Source>

[start]

An Italian baritone, one of the great masters of the bel canto style, and with a very long career with his voice still intact. He sang most of Puccini and Verdi, and a lot of Mozart. Much of his career was spent at the New York Metropolitan Opera. He recorded prolifically, from the earliest days of sound recording, so his legato voice is preserved in both heroic and buffo roles.

Born in Rome on 25 December 1876, he studied at the Santa Cecilia Accademia from 1892, and débuted in Piacenza in 1897, singing Valentine in Gounod's Faust. He joined the La Scala company in 1903; and he appeared at at Covent Garden in 1907, 1910, and 1935.

De Luca went to New York in 1915, staying with the Met until 1935, and also sang with them in 1939 and 1940; altogether making over eight hundred appearances in a hundred operas. After a golden jubilee concert in 1947 he continued to teach at the Julliard School, until his death in New York on 26 August 1950.

[end]

Stored data>
[start]

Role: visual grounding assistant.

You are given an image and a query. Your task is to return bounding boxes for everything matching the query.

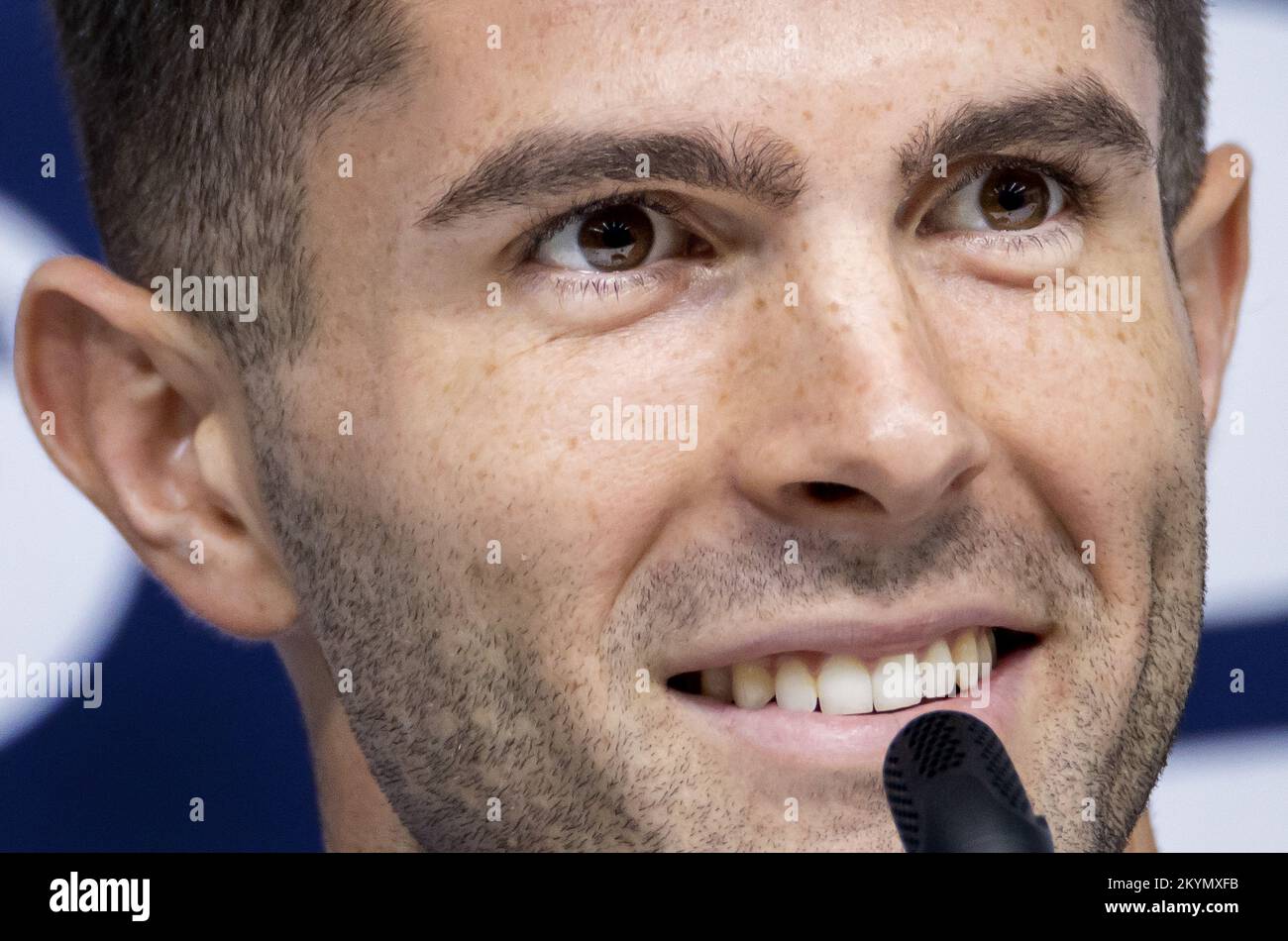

[end]

Aim>
Answer these from the biography of the Italian baritone:
1. In what city was he born?
2. What role did he sing at his début in Piacenza?
3. In what year did his continuous stay with the Met end?

Final result>
1. Rome
2. Valentine in Gounod's Faust
3. 1935